> **EXTRACT**:
5. Launch the 1000 kW CE token and Searchable Catalog.
A 1000 kW CE is a trading unit that utilizes blockchain to create a self-contained carbon market. This is not a cryptocurrency like a bitcoin; however, it may result in green speculation.
A 1000 kW CE is title to the non-energy attributes of carbon-free generation of 1000 kilowatt hours of energy. Each block in the chain is title to a specific 1000 kW hours of carbon-free energy generated at a specific location, e.g. a particular hydro turbine, windmill or rooftop solar address. The blockchain ledger memorializes the data attributes of a REC (Renewable Energy Certificate), including its history from generation through monetization and retirement.
The advantage of what CE calls “Coin & Catalog” over other energy credit token designs is that it facilitates both a high volume of small transactions, e.g. rooftop REC contract sales, as well as large and complicated carbon offset contracts. The CE point of differentiation is the ability to quickly find and execute a transactional solution that maintains the mission integrity of the credit while fulfilling the buyer’s economic goals.
The 1000 kW CE would allow a business, such as Boulder’s Whole Foods, to illustrate that the amazing 100-year old hydroelectric turbine in Boulder Creek is powering the store. The cost premium of the energy from the turbine would be like priced with Xcel’s Windsource program for “green” energy (RECs) generated at a windmill hundreds of miles away.
This process would effectively create a carbon market, reversing the current decline in REC valuations while providing a vehicle for rooftop solar owners to cash out of ridiculously low monthly REC payments. For example, a residential energy consumer with a solar array receiving REC payment checks for just $2 or $3 a month for 10 years could cash out and receive a single payment. Results beyond Boulder would include stimulating carbon-free distributed energy generation and innovation. Reversing negative REC values is akin to a tax cut and will immediately increase installed distributed generation capacity e.g. rooftop and solar gardens. A recent validation of the coming decarbonization and REC remonetization can be seen in the University of Colorado Athletic Department’s surprising July 26 2018 announcement. https://www.colorado.edu/today/2018/07/26/new-athletics-partnership-beams-solar-savings-cu-community
Perhaps the most important reason to implement a coordinated suite of CE decarbonization strategies in a city like Boulder is the local energy security and control that distributed-generation-based grid resiliency can provide. For technical clarification please see this NREL report titled Distributed Energy Generation for Climate Resilience https://www.nrel.gov/docs/fy17osti/68296.pdf
Conclusion
An important environmental outcome of the coordinated CE energy ecology is having enough installed capacity of carbon-free electricity generation to economically transition away from being a city mostly heated by natural gas to a distributed generation Carbon Free community.

> **MATERIAL SHOWN**:
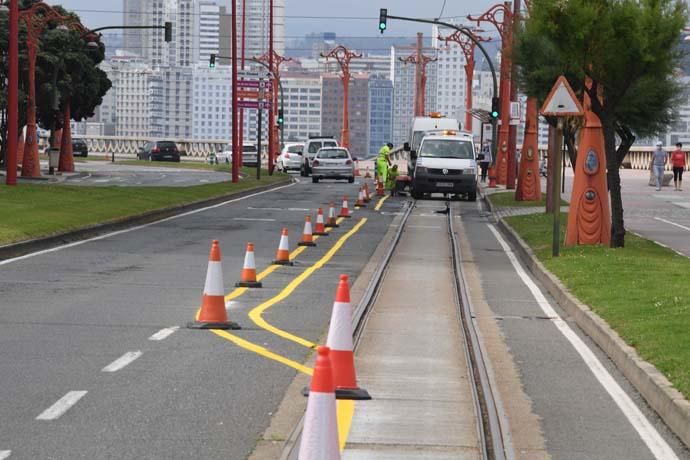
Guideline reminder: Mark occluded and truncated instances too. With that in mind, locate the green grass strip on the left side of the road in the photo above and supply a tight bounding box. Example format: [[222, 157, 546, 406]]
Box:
[[0, 171, 287, 245]]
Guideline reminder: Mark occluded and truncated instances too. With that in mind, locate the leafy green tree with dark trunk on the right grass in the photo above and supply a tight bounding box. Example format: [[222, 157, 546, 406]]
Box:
[[514, 0, 687, 246]]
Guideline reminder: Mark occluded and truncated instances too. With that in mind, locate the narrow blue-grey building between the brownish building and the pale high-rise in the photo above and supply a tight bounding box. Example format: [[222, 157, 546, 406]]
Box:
[[367, 75, 393, 155]]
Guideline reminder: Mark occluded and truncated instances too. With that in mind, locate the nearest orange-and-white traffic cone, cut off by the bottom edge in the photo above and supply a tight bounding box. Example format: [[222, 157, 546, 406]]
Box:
[[298, 347, 340, 460]]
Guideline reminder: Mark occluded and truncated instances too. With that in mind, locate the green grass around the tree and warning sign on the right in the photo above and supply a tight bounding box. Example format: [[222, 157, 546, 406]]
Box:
[[506, 213, 690, 398]]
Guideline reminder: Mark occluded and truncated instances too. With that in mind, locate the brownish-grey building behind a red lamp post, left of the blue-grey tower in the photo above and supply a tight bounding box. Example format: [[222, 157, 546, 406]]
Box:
[[321, 73, 369, 157]]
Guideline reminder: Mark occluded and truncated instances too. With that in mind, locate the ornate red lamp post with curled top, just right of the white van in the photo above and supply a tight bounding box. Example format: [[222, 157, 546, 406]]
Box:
[[467, 2, 515, 188]]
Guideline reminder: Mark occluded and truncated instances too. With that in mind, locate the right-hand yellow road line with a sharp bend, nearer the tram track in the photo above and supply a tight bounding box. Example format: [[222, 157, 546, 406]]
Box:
[[249, 218, 367, 348]]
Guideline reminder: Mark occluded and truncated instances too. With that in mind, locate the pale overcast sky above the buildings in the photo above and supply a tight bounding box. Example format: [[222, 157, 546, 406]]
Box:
[[48, 0, 496, 39]]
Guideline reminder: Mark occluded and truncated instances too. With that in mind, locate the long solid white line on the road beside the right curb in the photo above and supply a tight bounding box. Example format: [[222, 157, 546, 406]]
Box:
[[489, 225, 678, 460]]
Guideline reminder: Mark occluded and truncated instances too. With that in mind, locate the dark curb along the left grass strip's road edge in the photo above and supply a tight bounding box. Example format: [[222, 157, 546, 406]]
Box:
[[0, 178, 293, 260]]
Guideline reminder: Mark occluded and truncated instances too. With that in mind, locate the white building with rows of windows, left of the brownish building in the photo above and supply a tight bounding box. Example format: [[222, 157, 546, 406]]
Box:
[[279, 72, 321, 141]]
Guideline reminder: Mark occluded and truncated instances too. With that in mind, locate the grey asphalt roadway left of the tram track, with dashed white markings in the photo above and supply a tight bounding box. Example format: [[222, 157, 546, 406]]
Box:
[[0, 177, 401, 459]]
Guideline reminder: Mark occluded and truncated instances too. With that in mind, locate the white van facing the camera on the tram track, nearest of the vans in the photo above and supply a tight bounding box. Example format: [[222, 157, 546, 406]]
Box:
[[411, 130, 477, 201]]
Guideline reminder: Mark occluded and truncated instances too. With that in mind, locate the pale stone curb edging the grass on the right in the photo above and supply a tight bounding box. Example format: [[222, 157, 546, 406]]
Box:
[[482, 190, 690, 447]]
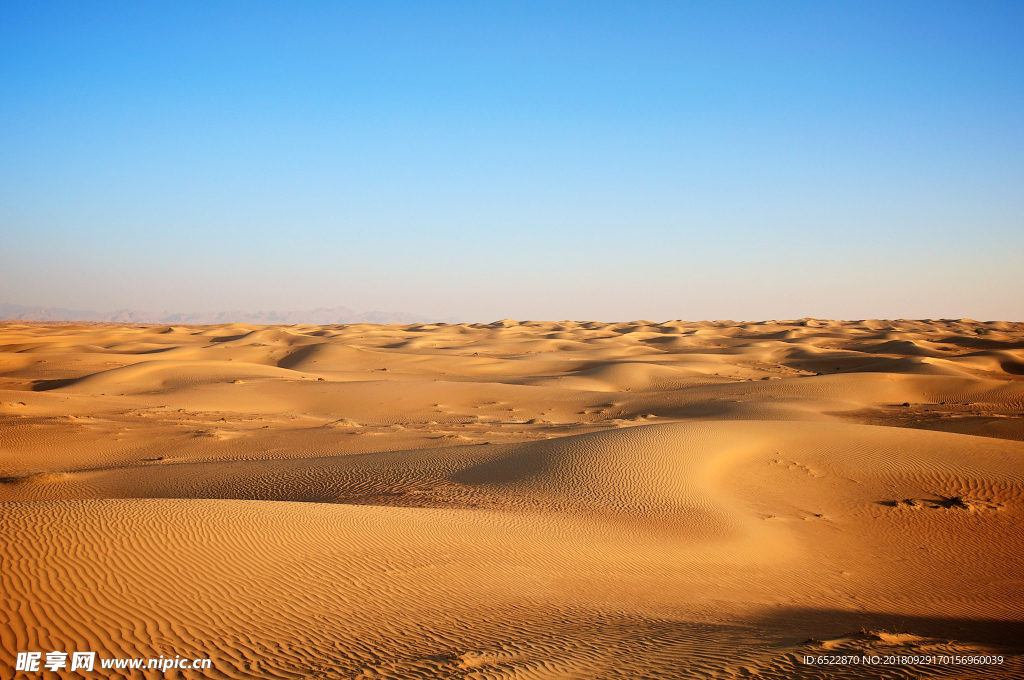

> **EXPLORE THE MATERIAL**:
**A.** Answer these from the passage on the 1000 kW CE token:
(i) What is each block in the chain title to?
(ii) What name does CE give its design?
(iii) What is the title of the NREL report the passage cites?
**B.** Continue the passage on the 1000 kW CE token, picking up after its final sentence.

> **WRITTEN RESPONSES**:
**A.**
(i) A specific 1000 kW hours of carbon-free energy generated at a specific location, such as a particular hydro turbine, windmill or rooftop solar address.
(ii) "Coin & Catalog."
(iii) Distributed Energy Generation for Climate Resilience.

**B.**
Importantly, getting away from natural gas is also a factor in how Xcel Energy can be a partner in achieving our Carbon Free Community goals, yet continue to be able to afford the outstanding service we are accustomed to: the lights are on, the grid poles and wires provide backup. Being unburdened of the operational and logistical expense of handling most of the coal and natural gas portion of today’s operations, and instead managing the overproduction from our rooftops and gardens can be a sustainable path forward.
Redeployment of more than 500 acres at the Valmont power plant as a Boulder’s Carbon Eraser Energy Park could be our crowning accomplishment. Microgrid switching could be added to the current switching station, and homes could be provided for a several hundred MW utility grade solar garden, and possibly some concentrator solar or other distributed generation. Additionally, the adaptive reuse of the massive retired coal turbine space would be an amazing memorialization of our decarbonization and house one remaining natural gas turbine, providing our carbon free resiliency future’s backup.
The adaptive reuse and redeployment of this acreage will require coal ash cleanup as a substantial component of payment for the land, which would benefit our economy and environment, in many ways bringing Boulder hundreds of megawatts of carbon free energy. In addition, low-cost land with a beautiful views would provide space for affordable housing of a variety of descriptions. These well-located acres could also house other hard-to-meet city and county needs, like affordably priced 501c3 office space, arts venues and studios, and of course, some well-located open space.
Additional innovation on our part and that of others could include a transactive system that allows for peer-to-peer transactions of distributed generation, allowing users to over-generate and donate to their churches/schools, sell to their neighbors, sell to utilities as ancillary service, pair with direct current fast charging for EV’s, and a variety of not yet imagined wonders.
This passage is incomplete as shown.